[Article]
Suppose we have a very large size object and if we will upload that particular object directly to s3, so in this case it will take a lot of time, and somehow in worst case scenario if our internet connection is down or internet connection is lost then it may result in upload failure and we have to upload that particular object again from beginning.
So to overcome this situation AWS introduced the concept of multipart uploads, in which the object is divided into multiple parts and one by one that particular part is uploaded and in case of internet failure we have to only upload that particular failed part that fails due to internet issue. Once all the parts are uploaded on S3 they will be combined together as a single object.

(Data listing)
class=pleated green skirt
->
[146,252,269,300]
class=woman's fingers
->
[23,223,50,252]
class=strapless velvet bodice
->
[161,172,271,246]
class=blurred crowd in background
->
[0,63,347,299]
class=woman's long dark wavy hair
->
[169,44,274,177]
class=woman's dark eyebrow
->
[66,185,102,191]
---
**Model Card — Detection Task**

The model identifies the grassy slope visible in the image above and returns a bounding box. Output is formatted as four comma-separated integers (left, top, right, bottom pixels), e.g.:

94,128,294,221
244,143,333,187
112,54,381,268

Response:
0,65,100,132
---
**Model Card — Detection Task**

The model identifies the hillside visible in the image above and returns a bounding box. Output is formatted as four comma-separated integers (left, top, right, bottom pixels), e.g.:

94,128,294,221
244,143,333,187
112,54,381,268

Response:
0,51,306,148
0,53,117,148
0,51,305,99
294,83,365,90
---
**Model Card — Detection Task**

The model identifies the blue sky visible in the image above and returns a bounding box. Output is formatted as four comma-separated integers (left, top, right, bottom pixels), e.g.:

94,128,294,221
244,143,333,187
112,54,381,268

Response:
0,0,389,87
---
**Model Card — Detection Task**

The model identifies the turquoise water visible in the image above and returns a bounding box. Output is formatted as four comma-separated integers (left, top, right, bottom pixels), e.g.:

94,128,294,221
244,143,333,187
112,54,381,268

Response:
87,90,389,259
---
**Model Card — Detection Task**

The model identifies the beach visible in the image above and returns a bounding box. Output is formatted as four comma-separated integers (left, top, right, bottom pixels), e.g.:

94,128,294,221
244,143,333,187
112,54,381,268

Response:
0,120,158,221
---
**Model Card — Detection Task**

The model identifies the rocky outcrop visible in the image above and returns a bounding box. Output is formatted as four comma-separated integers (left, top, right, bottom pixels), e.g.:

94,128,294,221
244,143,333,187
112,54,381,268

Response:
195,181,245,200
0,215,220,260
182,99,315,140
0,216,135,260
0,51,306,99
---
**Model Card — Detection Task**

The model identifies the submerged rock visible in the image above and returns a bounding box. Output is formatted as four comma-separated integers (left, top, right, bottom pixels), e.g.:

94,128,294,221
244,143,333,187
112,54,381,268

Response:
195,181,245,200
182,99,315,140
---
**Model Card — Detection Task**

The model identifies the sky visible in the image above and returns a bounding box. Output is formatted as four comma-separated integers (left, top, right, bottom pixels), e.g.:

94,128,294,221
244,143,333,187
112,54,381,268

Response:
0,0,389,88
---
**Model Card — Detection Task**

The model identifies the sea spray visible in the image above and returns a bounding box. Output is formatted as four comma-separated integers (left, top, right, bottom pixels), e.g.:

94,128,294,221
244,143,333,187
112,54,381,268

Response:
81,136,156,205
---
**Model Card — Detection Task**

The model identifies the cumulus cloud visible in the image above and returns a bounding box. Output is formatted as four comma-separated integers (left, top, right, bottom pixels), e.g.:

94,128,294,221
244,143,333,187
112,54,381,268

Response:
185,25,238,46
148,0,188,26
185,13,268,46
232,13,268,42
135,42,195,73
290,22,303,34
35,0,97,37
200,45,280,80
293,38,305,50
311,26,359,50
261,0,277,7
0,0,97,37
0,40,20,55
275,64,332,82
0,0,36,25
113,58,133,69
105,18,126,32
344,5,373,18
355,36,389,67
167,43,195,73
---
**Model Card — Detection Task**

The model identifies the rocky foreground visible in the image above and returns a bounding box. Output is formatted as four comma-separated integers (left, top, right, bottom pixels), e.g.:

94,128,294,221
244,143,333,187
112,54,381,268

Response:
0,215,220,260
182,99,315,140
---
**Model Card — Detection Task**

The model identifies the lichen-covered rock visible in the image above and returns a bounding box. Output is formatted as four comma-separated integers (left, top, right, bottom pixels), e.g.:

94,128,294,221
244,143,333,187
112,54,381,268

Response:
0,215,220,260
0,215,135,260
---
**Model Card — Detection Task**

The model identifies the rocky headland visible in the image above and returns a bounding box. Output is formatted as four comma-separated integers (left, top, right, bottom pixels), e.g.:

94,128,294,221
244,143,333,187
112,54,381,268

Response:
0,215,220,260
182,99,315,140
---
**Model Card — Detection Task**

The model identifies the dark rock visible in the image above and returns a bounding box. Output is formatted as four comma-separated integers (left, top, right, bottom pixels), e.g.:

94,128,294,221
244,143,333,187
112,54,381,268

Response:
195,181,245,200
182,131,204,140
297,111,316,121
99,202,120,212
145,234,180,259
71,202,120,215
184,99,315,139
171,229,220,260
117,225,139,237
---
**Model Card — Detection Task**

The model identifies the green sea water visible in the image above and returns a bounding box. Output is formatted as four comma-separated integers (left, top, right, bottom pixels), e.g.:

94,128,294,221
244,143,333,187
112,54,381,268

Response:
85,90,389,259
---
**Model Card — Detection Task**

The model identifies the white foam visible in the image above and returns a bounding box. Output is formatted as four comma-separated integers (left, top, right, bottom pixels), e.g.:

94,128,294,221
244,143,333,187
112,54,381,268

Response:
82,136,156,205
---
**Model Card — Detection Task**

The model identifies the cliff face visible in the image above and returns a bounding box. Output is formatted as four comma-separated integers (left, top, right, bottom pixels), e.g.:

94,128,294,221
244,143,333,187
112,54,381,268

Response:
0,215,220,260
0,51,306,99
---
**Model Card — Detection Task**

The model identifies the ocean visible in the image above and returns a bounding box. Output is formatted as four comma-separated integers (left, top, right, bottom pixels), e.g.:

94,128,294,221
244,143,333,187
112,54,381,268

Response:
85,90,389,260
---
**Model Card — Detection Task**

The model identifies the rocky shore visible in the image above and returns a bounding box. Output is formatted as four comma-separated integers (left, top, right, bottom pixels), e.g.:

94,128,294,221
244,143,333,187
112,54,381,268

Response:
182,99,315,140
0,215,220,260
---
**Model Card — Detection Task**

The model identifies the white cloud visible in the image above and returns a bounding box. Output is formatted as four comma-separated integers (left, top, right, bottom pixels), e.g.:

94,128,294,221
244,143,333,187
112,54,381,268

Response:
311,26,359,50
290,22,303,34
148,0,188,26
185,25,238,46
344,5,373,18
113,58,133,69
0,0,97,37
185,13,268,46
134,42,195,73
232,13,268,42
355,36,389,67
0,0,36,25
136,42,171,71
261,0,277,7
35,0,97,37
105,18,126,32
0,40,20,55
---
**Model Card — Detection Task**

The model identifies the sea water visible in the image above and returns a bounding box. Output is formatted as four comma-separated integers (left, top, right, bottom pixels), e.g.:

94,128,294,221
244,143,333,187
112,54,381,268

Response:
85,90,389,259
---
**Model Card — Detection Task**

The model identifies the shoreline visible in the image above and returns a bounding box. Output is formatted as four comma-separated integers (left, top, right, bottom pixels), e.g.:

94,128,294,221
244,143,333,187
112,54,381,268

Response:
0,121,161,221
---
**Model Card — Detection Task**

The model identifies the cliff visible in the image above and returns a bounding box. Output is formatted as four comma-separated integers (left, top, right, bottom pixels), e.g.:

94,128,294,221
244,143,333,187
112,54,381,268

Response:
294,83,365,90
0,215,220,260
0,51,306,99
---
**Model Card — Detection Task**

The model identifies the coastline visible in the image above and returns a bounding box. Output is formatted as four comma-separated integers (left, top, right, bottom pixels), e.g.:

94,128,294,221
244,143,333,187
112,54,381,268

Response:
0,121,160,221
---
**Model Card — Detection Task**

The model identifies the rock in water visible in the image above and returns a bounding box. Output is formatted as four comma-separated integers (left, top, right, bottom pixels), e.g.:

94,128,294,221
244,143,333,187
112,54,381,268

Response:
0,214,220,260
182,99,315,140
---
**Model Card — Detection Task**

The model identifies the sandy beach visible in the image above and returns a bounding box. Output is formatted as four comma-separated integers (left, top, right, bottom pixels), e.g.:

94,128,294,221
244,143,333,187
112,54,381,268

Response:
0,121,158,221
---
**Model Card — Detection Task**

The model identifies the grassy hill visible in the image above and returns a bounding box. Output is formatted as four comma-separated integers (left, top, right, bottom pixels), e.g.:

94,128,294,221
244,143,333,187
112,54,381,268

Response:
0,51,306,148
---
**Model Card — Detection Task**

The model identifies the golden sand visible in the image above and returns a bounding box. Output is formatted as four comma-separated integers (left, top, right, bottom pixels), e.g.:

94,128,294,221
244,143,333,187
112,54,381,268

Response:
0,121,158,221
==
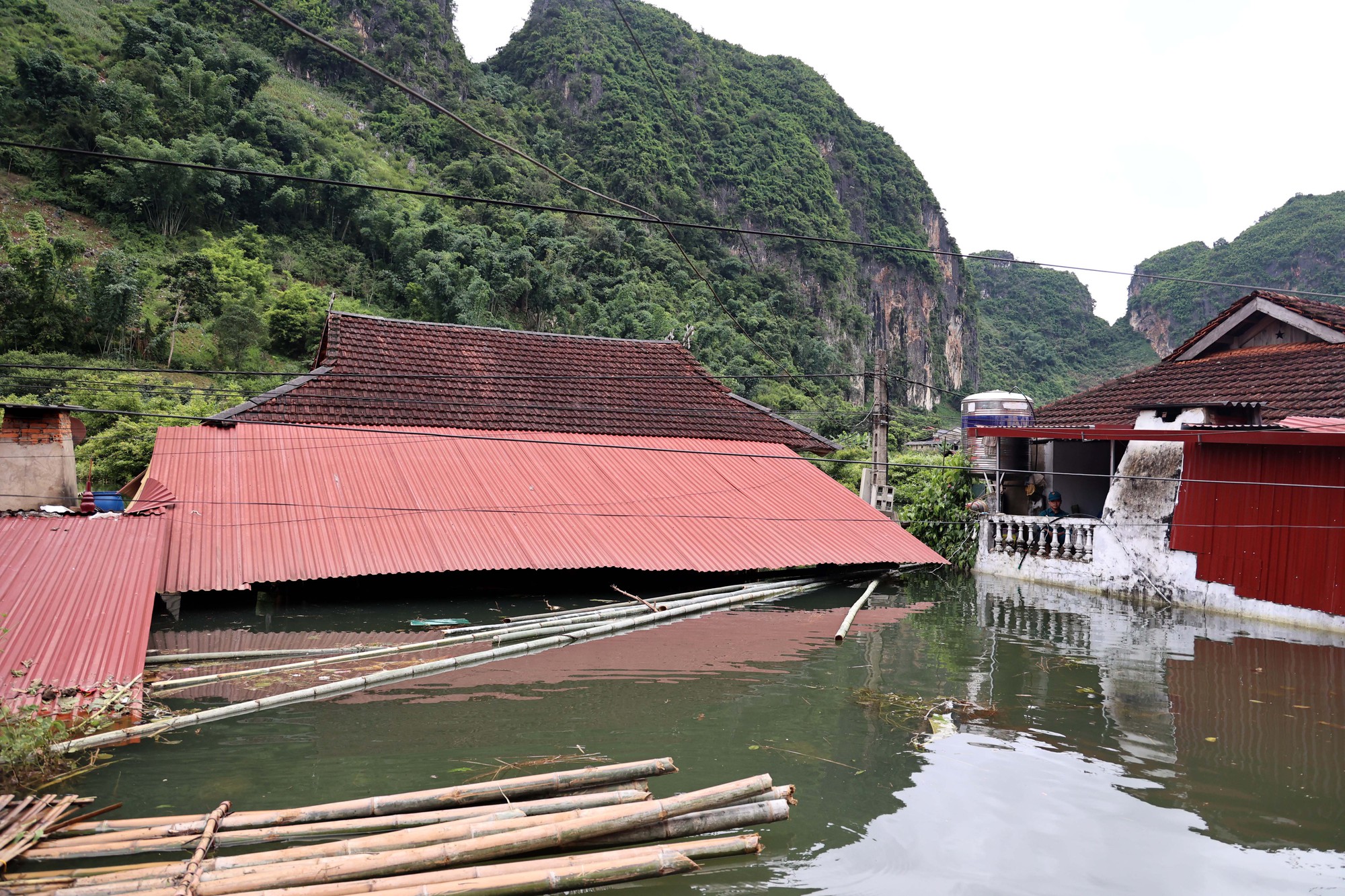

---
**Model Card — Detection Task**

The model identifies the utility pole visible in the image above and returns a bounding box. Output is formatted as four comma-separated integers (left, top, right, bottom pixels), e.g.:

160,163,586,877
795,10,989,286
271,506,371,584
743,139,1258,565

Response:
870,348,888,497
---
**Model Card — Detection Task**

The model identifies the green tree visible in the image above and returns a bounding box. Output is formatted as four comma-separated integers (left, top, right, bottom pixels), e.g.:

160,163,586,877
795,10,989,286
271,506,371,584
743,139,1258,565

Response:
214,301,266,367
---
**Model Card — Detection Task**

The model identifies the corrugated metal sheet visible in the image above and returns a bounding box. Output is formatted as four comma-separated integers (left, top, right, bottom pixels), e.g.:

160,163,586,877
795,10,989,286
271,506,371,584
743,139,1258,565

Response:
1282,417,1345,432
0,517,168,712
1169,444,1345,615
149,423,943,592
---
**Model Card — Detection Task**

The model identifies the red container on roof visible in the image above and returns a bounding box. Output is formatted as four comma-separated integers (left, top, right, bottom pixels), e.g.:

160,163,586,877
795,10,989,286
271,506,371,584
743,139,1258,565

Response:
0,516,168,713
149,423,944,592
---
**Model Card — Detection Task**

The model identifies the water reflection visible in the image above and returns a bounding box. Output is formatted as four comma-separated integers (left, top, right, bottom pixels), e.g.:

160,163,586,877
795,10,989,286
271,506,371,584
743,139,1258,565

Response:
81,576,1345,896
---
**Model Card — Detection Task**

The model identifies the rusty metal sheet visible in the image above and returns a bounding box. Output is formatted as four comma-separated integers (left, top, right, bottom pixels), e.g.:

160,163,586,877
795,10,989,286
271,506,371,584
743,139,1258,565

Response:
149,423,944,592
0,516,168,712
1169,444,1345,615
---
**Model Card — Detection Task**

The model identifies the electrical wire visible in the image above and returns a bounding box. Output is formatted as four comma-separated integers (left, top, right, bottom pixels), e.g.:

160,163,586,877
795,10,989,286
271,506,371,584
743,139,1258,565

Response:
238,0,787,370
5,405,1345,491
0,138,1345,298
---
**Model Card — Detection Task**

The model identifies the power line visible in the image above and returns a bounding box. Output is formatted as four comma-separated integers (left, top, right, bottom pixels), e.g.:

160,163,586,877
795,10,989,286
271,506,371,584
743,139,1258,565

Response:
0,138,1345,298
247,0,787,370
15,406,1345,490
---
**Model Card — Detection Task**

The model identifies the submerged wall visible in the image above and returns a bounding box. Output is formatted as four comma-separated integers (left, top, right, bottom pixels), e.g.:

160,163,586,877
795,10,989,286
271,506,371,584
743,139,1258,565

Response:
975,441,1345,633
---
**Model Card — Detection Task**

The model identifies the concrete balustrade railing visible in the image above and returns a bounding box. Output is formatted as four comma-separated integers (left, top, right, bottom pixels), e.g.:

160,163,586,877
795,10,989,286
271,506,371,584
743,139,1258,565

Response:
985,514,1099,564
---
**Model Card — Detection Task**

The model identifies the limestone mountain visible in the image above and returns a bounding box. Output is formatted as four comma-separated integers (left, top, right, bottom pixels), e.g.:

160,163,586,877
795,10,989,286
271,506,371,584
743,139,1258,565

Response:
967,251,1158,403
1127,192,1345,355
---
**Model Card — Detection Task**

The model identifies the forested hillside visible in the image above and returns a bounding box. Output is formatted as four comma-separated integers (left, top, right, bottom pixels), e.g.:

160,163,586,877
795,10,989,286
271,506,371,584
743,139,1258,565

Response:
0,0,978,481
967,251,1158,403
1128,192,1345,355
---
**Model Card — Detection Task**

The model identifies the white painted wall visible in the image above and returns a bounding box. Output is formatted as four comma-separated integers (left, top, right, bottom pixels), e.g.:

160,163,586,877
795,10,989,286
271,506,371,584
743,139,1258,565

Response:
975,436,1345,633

[What you have to do]
Copy word for word the part of the text on multipart uploads that begins at the words "Suppose we have" and stops after "a single object.". The items are separate material, apart from the text.

[Correct output]
Suppose we have a very large size object and if we will upload that particular object directly to s3, so in this case it will take a lot of time, and somehow in worst case scenario if our internet connection is down or internet connection is lost then it may result in upload failure and we have to upload that particular object again from beginning.
So to overcome this situation AWS introduced the concept of multipart uploads, in which the object is divided into multiple parts and one by one that particular part is uploaded and in case of internet failure we have to only upload that particular failed part that fails due to internet issue. Once all the parts are uploaded on S3 they will be combined together as a single object.